Region pointing data:
++++++

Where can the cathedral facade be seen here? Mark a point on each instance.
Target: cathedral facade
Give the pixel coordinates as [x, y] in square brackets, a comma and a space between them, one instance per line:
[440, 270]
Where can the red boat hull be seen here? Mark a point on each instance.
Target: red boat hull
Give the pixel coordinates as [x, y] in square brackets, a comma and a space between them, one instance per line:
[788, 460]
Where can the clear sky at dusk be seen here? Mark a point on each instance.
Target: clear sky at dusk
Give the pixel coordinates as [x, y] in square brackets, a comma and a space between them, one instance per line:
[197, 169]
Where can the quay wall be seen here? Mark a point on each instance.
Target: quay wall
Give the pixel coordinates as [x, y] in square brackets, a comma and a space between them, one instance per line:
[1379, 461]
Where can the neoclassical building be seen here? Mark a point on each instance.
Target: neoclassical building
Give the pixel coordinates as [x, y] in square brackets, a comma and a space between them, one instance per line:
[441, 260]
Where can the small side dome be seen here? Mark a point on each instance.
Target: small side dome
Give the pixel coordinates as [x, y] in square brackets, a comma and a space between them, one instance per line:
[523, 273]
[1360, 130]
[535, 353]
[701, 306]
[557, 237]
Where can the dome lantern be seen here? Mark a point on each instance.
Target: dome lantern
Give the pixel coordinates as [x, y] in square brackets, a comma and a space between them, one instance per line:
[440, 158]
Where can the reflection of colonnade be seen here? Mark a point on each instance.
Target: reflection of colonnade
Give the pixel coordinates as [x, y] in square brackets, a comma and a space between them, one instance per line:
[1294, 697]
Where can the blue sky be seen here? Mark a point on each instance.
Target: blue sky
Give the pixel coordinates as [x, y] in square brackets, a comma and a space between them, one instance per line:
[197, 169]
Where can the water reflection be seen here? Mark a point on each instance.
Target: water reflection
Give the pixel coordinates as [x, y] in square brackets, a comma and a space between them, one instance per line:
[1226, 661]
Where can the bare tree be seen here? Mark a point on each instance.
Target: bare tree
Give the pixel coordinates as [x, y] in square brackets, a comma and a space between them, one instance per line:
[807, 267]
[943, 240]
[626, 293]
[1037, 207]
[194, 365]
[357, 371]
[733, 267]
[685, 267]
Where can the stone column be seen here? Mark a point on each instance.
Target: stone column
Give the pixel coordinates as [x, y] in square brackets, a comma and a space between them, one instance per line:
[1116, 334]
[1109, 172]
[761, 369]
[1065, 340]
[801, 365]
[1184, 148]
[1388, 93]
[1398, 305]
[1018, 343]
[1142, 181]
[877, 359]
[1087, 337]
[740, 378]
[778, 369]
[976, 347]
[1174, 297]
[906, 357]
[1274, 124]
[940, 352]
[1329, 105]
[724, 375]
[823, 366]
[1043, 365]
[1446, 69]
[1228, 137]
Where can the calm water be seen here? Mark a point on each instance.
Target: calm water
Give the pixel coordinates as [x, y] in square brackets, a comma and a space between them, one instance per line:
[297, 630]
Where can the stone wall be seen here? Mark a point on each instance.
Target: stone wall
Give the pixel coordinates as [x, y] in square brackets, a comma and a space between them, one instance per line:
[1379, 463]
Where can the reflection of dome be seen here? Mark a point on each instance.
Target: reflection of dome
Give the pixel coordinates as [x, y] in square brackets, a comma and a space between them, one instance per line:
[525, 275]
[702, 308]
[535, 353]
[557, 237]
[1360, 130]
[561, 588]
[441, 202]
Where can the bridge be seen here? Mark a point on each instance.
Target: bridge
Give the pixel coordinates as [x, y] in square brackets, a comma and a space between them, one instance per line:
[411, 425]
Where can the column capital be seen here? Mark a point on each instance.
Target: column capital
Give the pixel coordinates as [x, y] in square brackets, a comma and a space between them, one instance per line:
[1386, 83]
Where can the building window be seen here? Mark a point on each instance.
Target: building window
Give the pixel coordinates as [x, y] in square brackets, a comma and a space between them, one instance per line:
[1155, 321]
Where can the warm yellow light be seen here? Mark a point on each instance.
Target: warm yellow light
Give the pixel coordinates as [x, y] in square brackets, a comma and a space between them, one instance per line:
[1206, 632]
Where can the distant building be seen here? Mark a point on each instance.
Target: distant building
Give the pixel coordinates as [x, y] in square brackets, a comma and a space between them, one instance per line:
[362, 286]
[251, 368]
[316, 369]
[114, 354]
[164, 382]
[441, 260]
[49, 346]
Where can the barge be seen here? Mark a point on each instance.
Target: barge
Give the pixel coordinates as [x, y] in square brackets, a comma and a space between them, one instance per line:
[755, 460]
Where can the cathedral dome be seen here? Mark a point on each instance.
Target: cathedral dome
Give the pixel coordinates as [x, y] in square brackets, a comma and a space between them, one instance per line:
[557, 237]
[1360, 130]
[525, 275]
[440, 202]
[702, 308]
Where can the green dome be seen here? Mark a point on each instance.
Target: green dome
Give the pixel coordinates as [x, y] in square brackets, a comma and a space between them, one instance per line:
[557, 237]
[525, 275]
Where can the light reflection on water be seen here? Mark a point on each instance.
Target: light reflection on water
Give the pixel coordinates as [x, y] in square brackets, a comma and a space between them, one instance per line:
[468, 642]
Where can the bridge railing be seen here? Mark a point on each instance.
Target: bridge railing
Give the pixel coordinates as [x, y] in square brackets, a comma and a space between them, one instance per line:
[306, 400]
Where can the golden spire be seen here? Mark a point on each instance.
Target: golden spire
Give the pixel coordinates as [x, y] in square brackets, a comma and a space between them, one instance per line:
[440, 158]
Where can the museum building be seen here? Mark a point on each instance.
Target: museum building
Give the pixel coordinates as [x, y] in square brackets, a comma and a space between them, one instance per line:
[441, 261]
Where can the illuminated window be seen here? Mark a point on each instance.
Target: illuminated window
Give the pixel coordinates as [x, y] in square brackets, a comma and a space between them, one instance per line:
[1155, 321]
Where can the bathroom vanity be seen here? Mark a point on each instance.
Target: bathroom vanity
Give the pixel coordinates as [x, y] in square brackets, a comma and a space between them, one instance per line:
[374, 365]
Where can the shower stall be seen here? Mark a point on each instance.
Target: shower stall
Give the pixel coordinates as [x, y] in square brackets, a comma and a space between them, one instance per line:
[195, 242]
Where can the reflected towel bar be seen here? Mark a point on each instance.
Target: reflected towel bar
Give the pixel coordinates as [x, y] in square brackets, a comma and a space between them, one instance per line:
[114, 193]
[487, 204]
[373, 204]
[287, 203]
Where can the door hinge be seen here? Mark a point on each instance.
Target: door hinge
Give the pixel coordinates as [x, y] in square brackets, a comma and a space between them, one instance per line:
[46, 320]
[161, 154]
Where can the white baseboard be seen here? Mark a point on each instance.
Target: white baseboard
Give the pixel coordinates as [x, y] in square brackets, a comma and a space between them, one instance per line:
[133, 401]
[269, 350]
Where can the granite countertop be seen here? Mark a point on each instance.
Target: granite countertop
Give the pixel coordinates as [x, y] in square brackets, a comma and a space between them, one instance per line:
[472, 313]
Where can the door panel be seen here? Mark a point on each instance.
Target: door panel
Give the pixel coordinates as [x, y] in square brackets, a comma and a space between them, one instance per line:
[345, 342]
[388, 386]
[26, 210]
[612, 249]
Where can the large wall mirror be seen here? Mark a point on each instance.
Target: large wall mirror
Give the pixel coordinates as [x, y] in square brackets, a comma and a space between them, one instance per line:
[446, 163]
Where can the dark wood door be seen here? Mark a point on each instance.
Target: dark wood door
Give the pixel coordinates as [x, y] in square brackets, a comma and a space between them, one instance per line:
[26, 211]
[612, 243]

++++++

Problem to work on | Only the lines that contain the string "illuminated" are to be copied from the records.

Answer to this task |
Where can the illuminated window be seen here? Mark a point on each instance.
Target: illuminated window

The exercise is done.